[Required work]: Every record should be restated exactly, with no images included.

[Information shown]:
....

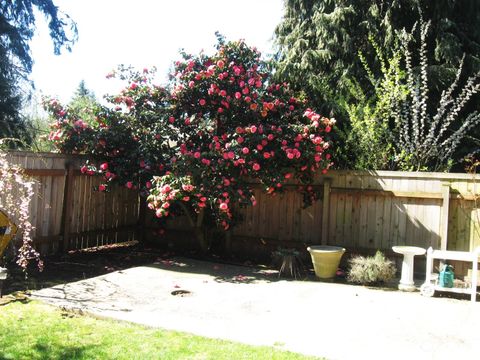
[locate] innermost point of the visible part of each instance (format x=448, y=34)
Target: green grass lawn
x=37, y=331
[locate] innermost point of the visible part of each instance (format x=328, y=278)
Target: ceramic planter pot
x=325, y=260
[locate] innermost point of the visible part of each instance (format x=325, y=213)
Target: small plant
x=16, y=192
x=371, y=270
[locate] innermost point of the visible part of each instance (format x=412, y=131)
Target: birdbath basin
x=408, y=252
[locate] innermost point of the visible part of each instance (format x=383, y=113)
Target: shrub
x=371, y=270
x=195, y=145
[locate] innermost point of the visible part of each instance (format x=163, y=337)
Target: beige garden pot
x=325, y=260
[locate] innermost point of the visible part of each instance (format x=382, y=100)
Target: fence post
x=67, y=210
x=325, y=213
x=444, y=218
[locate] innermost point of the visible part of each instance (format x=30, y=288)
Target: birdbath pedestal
x=408, y=252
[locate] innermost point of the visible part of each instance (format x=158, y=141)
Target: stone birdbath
x=408, y=252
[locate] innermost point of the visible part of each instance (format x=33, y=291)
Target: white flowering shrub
x=16, y=194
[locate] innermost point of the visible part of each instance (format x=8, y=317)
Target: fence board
x=366, y=210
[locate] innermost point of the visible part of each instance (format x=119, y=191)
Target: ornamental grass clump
x=194, y=146
x=371, y=270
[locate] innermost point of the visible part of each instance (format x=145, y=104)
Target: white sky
x=143, y=33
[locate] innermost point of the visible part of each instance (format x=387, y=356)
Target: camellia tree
x=197, y=145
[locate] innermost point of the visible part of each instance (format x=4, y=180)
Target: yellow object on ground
x=325, y=260
x=7, y=231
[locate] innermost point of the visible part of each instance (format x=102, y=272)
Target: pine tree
x=318, y=41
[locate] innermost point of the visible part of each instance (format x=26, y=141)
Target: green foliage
x=37, y=331
x=317, y=41
x=429, y=139
x=196, y=144
x=371, y=136
x=371, y=270
x=17, y=27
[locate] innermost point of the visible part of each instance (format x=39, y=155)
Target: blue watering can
x=446, y=276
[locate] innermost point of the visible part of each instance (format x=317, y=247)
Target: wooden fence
x=66, y=214
x=362, y=211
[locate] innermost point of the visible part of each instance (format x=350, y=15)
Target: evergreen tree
x=17, y=27
x=83, y=92
x=319, y=42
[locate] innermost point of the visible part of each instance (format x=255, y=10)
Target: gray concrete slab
x=249, y=305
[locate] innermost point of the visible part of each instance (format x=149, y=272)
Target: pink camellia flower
x=223, y=206
x=187, y=187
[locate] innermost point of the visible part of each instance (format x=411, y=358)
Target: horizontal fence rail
x=65, y=212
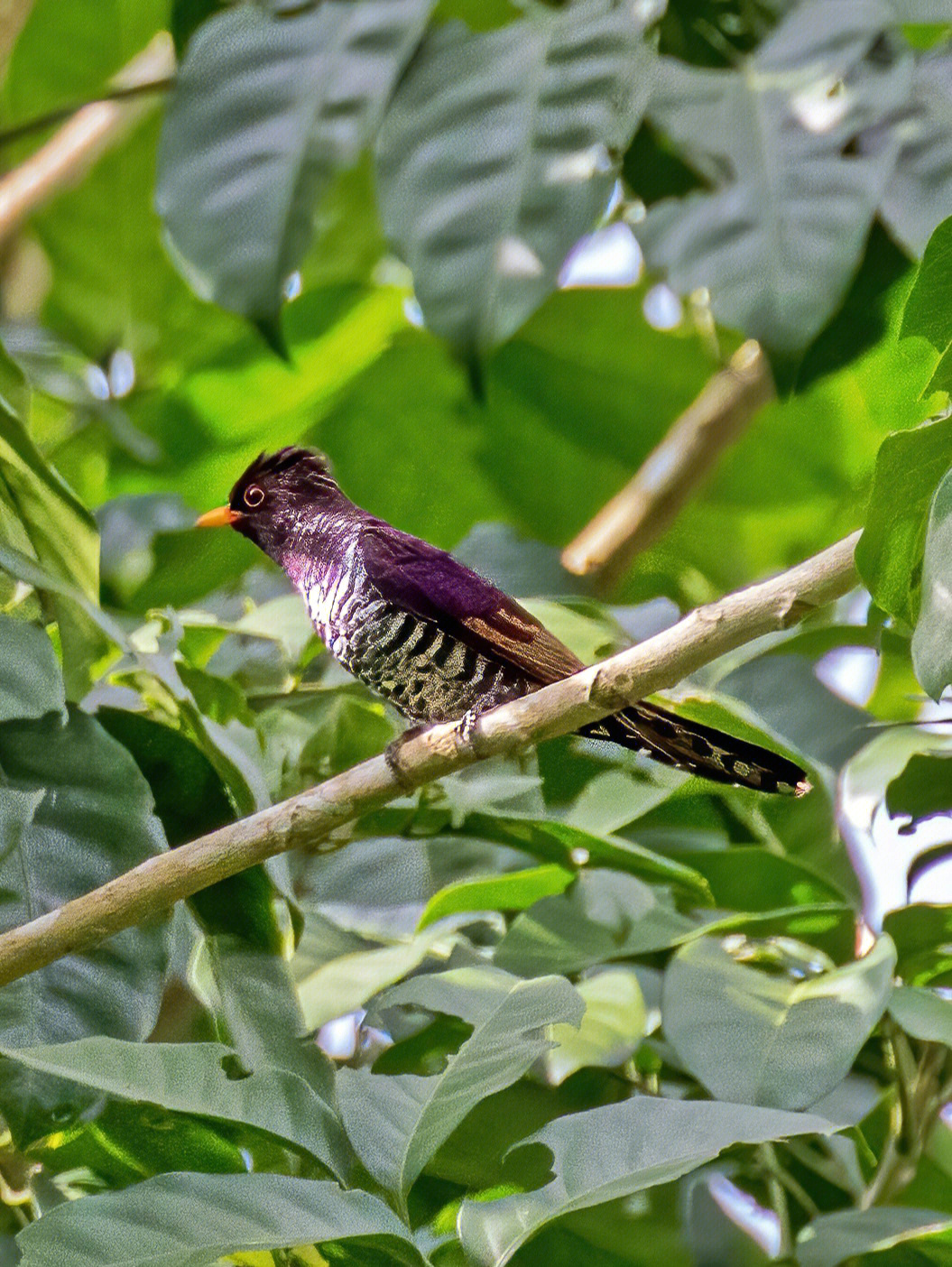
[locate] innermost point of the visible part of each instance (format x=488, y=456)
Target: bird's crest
x=289, y=465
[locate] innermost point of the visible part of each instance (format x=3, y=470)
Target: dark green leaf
x=932, y=639
x=74, y=814
x=191, y=801
x=611, y=1151
x=31, y=682
x=832, y=1238
x=927, y=308
x=265, y=113
x=908, y=469
x=398, y=1122
x=605, y=915
x=491, y=171
x=51, y=523
x=923, y=938
x=781, y=234
x=766, y=1037
x=923, y=790
x=198, y=1078
x=513, y=891
x=189, y=1220
x=923, y=1013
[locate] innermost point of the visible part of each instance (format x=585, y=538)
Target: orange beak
x=218, y=518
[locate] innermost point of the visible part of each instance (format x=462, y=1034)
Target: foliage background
x=570, y=1005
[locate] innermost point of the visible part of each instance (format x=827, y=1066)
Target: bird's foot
x=392, y=752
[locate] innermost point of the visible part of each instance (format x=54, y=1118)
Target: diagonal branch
x=306, y=820
x=81, y=141
x=636, y=516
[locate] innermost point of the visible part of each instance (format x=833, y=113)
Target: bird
x=434, y=637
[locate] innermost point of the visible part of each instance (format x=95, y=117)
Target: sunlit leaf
x=188, y=1220
x=761, y=1035
x=613, y=1151
x=397, y=1122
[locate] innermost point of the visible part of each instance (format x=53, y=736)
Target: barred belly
x=421, y=670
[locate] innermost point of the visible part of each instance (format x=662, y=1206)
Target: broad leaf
x=832, y=1238
x=932, y=639
x=613, y=1151
x=611, y=1029
x=75, y=812
x=781, y=234
x=198, y=1078
x=926, y=313
x=605, y=915
x=908, y=467
x=190, y=1220
x=513, y=891
x=760, y=1037
x=920, y=190
x=191, y=801
x=266, y=110
x=38, y=513
x=491, y=170
x=398, y=1122
x=31, y=682
x=923, y=938
x=923, y=1013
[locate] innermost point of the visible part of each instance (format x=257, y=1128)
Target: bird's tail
x=700, y=749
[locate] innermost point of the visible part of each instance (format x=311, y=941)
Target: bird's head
x=279, y=498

....

[Answer to the exercise]:
[locate] innermost point of the visible part of each instance (format x=448, y=34)
Target: green grass lawn
x=37, y=331
[locate] innermost point of the visible part of each instance (format x=328, y=278)
Target: ceramic planter pot
x=325, y=260
[locate] innermost point of the visible part of each instance (format x=325, y=213)
Target: small plant
x=16, y=192
x=371, y=270
[locate] innermost point of the visible part of each instance (format x=412, y=131)
Target: birdbath basin
x=408, y=252
[locate] innermost point of the visible part of each instance (format x=383, y=113)
Target: shrub
x=371, y=270
x=195, y=145
[locate] innermost point of the visible part of each instance (format x=163, y=337)
Target: beige garden pot
x=325, y=260
[locate] innermost point of the visible part of each instance (format x=382, y=100)
Target: fence post
x=67, y=210
x=325, y=213
x=444, y=218
[locate] innermost point of the visible part of each instance (format x=30, y=288)
Target: birdbath pedestal
x=408, y=252
[locate] innermost point of the visible part of each instance (format x=158, y=141)
Target: stone birdbath
x=408, y=252
[locate] innermost point of the visible part of each instance (format x=33, y=291)
Target: white flowering shrub
x=16, y=194
[locate] innermost point of the visible part of each instance (format x=8, y=317)
Target: fence board
x=366, y=210
[locate] innermost point of the visible part of each instance (format x=119, y=191)
Target: ornamental grass clump
x=194, y=146
x=371, y=270
[locate] innermost point of the visible part of each instance (format x=145, y=104)
Target: white sky
x=143, y=33
[locate] innermost point of the visible part of each instance (format x=387, y=356)
Target: camellia tree
x=197, y=145
[locate] innermost point of the visible part of each instance (format x=4, y=180)
Target: yellow object on ground
x=325, y=260
x=7, y=231
[locate] innermost point of the visible part of each instance (format x=102, y=272)
Target: pine tree
x=318, y=41
[locate] innermost point of the visible part of each instance (format x=26, y=141)
Target: green foliage
x=37, y=331
x=317, y=41
x=429, y=139
x=196, y=144
x=371, y=136
x=371, y=270
x=17, y=27
[locate] innermost point of the visible part of each instance (format x=39, y=155)
Target: blue watering can
x=446, y=276
[locate] innermost point of the visible part of each instance (format x=317, y=247)
Target: wooden fence
x=66, y=214
x=362, y=211
[locate] innermost point of the visible part of each instance (format x=350, y=15)
Target: evergreen tree
x=17, y=27
x=83, y=92
x=319, y=42
[locate] innermost point of the visible part of each instance (format x=255, y=10)
Target: gray concrete slab
x=249, y=305
[locate] innermost point of the visible part of each instance (format x=149, y=272)
Target: pink camellia flower
x=223, y=206
x=187, y=187
[locate] innermost point of the visible part of each instance (format x=411, y=358)
Target: horizontal fence rail
x=65, y=212
[locate] innermost point of the visible part of each instance (format x=488, y=456)
Target: bird's crest
x=289, y=465
[locate] innermost point of the visible part of each instance (format x=3, y=470)
Target: dark green leaf
x=932, y=639
x=74, y=814
x=191, y=801
x=611, y=1151
x=31, y=682
x=832, y=1238
x=927, y=308
x=265, y=113
x=908, y=469
x=398, y=1122
x=605, y=915
x=491, y=171
x=51, y=523
x=923, y=938
x=781, y=234
x=766, y=1037
x=923, y=790
x=198, y=1078
x=513, y=891
x=189, y=1220
x=923, y=1013
[locate] innermost point of the visible part of each instance (format x=585, y=538)
Target: orange beak
x=218, y=518
[locate] innermost point of the visible part of each instance (format x=462, y=1034)
Target: foliage background
x=570, y=1005
[locate] innermost point of the visible part of each instance (format x=827, y=1066)
Target: bird's foot
x=392, y=752
[locate] innermost point of the visible part of each instance (format x=54, y=1118)
Target: diagonal branch
x=306, y=820
x=81, y=141
x=636, y=516
[locate] innermost point of the visible part of each instance (format x=833, y=113)
Target: bird
x=434, y=637
[locate] innermost point of the visible part of each instance (format x=95, y=117)
Target: sunlit leaf
x=188, y=1220
x=761, y=1035
x=613, y=1151
x=397, y=1122
[locate] innermost point of the visible part of each instance (format x=53, y=736)
Target: barred belly
x=421, y=670
[locate] innermost point of the visible part of each instance (format x=662, y=1206)
Target: broad leaf
x=832, y=1238
x=932, y=639
x=613, y=1151
x=611, y=1029
x=75, y=812
x=781, y=234
x=198, y=1078
x=926, y=313
x=605, y=915
x=908, y=467
x=190, y=1220
x=513, y=891
x=760, y=1037
x=920, y=190
x=191, y=801
x=266, y=110
x=38, y=513
x=491, y=170
x=398, y=1122
x=31, y=682
x=923, y=938
x=923, y=1013
[locate] innermost point of the visible part of each instance (format x=257, y=1128)
Target: bird's tail
x=700, y=749
[locate] innermost point of the visible part of each instance (format x=311, y=941)
Target: bird's head
x=279, y=498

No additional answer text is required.